Please reproduce every one of the records below line for line, leaving the pictures out of your answer.

==== Provided information

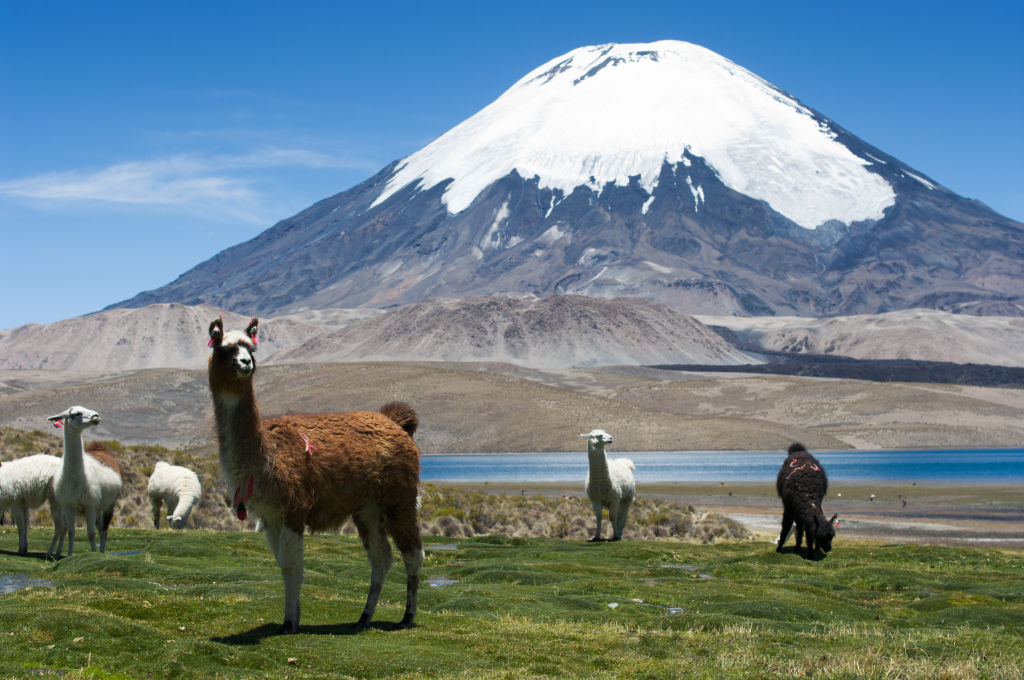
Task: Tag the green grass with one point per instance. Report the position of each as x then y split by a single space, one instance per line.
204 604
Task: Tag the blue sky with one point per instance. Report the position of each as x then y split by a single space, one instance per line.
140 138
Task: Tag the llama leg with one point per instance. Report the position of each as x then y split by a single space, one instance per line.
70 523
786 529
407 537
19 513
613 520
90 526
56 545
104 525
598 512
371 528
624 511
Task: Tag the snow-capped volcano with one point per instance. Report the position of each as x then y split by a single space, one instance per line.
607 113
662 171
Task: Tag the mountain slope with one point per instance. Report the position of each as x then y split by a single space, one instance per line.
695 183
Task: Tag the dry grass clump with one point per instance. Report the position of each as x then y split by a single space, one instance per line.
454 512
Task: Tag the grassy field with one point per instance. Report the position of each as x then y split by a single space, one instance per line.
206 603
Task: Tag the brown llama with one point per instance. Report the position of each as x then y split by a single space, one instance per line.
315 471
802 484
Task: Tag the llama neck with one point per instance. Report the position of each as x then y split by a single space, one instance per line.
598 462
240 432
73 464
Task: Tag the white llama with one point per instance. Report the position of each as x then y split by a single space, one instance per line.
178 489
609 483
25 484
83 484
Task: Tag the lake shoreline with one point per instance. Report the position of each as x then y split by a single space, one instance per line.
971 514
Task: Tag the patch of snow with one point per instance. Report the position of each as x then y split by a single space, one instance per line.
493 239
553 234
920 179
550 207
646 204
697 193
603 114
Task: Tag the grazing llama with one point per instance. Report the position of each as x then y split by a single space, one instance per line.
609 483
178 489
25 484
314 471
802 484
83 484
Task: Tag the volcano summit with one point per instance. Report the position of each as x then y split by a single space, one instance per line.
660 170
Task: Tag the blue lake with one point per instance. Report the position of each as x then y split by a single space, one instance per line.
983 465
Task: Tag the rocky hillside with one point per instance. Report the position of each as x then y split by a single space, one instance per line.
557 332
926 335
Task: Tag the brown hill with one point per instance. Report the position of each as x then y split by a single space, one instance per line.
556 332
159 336
926 335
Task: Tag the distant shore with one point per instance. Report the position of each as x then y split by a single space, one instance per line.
973 514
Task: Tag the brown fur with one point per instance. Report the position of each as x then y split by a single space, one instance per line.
315 471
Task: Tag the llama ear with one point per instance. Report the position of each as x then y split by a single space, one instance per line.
252 329
216 333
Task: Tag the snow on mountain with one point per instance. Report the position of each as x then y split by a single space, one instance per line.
604 114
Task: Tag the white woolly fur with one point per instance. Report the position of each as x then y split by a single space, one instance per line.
178 489
609 483
25 484
83 484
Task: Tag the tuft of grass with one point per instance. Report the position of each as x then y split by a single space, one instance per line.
205 604
448 511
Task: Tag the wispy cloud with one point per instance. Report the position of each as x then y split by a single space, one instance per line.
187 181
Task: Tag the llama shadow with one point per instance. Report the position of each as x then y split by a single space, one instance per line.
258 634
816 556
42 556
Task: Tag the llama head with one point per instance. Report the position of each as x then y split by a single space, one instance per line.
233 354
75 419
597 436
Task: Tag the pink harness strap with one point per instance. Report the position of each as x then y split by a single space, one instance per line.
793 465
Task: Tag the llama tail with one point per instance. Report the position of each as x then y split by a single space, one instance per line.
402 414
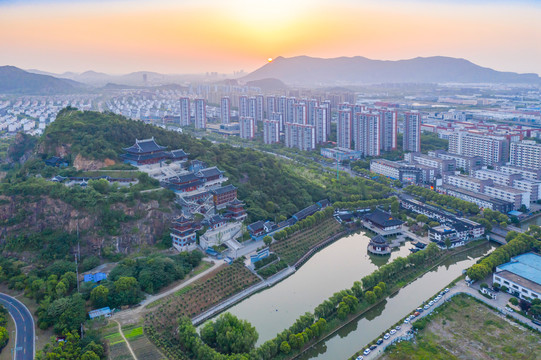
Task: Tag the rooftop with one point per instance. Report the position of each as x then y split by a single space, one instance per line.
527 266
143 146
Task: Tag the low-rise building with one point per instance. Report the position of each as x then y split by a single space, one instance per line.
467 182
481 200
515 196
522 276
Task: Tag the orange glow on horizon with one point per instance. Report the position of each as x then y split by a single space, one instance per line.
228 36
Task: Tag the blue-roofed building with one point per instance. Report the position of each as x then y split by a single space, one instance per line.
522 276
97 277
105 312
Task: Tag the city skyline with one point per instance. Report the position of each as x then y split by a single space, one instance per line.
119 37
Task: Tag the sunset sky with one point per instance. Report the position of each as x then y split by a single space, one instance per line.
193 36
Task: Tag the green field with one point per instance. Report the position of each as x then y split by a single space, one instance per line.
467 329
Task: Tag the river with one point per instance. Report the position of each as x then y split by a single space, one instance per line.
332 269
357 334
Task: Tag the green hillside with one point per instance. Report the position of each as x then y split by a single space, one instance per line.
268 186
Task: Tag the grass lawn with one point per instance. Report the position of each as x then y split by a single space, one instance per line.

========

Full answer:
Task: Tag the green grass with one point per instance. Report the position of each as x then y split by a single space, one instance per line.
204 604
Task: Tag the blue sky with one point per instance. Report the position of each as x then y split by a single space, one instance per line.
140 138
Task: Tag the llama leg with one point per instance. Report the position of each as x then y split by a single space, one instance per line.
70 523
786 529
407 537
19 513
613 520
90 526
56 545
104 525
598 512
371 528
624 511
Task: Tag the snow-capped volcano with one point per instance. Report the position of each as x then y split by a single space, one instance per line.
607 113
662 171
Task: Tag the mountain slope with one point per instance. Report the position of each as x then y split by a single space, one instance per line.
695 183
Task: Tag the dry grass clump with one point per instance. Report the position of each as x then y split by a single space, one instance per line.
454 512
Task: Tag the grassy field with one point per instance. Report the position of each as x then y split by a single space, one instance per line.
206 603
Task: Tag the brown llama with one point per instance. Report the position of each as x then y split by a single space, one instance per line.
315 471
802 484
Task: Tag the llama neck with one point per instance. Report the position of each as x then y split by a single space, one instance per line.
598 462
240 432
73 464
Task: Tag the white llama with one point per instance. Report the position of each as x then y split by a single space, one instance per line.
178 489
609 483
25 484
83 484
Task: Tag the lake shoreline with one point per instance. Report the position of each as x then y split by a single space, one instance per line.
971 514
Task: Tag the patch of snow with one point per instance. Report the position of each as x then y split by a single space, one instance per line.
493 239
553 234
920 179
550 207
646 204
697 193
603 114
Task: Tag the grazing llama with one point per instance. Report the position of each as x then y split by a single space, one instance per line.
609 483
178 489
25 484
314 471
802 484
83 484
Task: Tag the volcano summit with one point per instance. Report the position of each as x then y split by a single space, one instance per line.
660 170
Task: Tag the blue lake with one point per instance. Report the position of each as x then y split by a single space, one instance per line.
983 465
Task: Tag the rocky hillside with one point per instance. Report the position of each as x then y split by a single space, one instance per line.
557 332
926 335
Task: Tag the brown hill with one point per instance. Report the position of each as x then y split by a single space, one instance per line.
556 332
159 336
926 335
Task: Tag the distant shore with one point per instance. Report the position of each as x then y split by a single space, one instance per line.
973 514
Task: Tag the brown fur with one point per instance. Report the position of each as x then y split by a single space, one instance per line.
315 471
Task: Tag the llama ear with one point per instance. Report the position of each as x then y split by a single space, one instance per line.
252 329
216 333
Task: Tag the snow on mountain with one point per instance. Report the position of each as x then y split by a single space, one instance per line.
604 114
Task: Tag the white woolly fur with one point per instance. Report the position of each as x then y split by a single space, one instance per line.
178 489
609 483
25 484
83 484
Task: Tag the tuft of grass with one point per instance. Report the position of each as x then y split by a single space, one instance per line.
205 604
448 511
Task: Tag the wispy cloud with one point per instance. Report the position of each as x then y split by a single space, one instance per line.
187 181
Task: Tag the llama shadow with one point per instance. Report the position of each as x then y split by a single space, one instance per line.
258 634
816 556
42 556
Task: Tag the llama head with one point per instance. Report the position of each as x then y split by a single space, one instance per line.
233 354
75 419
597 436
Task: Tag the pink harness strap with one point per instance. Report the position of each as x then y split by a single space, one instance per line.
793 465
Task: Tag the llama tail with one point per instance. Report the position of each as x then y split by a single space, one instance per line.
402 414
Task: Tag the rooftop with one point per instance. Report the position of each as x then y split by a single space, one instance per line.
527 266
143 146
Task: Tag the low-rise building with one point per instance. Report the position of each as x then y split by a single space, one instance per line.
467 182
481 200
515 196
522 276
Task: Tag the orange glow on horizon with one point per instance. Report the position of each as x then y split by a single space, one instance per line.
228 36
Task: Tag the blue-roofed building with one point per instance. Report the position of each as x then y split by a single space, one instance per line.
522 276
97 277
105 312
Task: Tag the city skyline with one point per instance. Report the position of each as x then y split by a single space, one instance per line.
119 37
Task: Tag the sunset sky with one point per instance. Report the position of each as x then y split by a single space, one instance per line.
193 36
Task: Tag the green field with one point per instance. Report the position of each as x then y split by a single space, one instance per line.
467 329
Task: Tag the river with one point per instance. Report the position of each as x then y split by a single space, one instance per line.
332 269
357 334
Task: Tag the green hillside with one point per instance. Report the position of each as x then y split by a single space, one instance per line.
268 186
Task: Tag the grass lawn with one point per instance. Report the position of each as x then y split by a single space, one instance per line.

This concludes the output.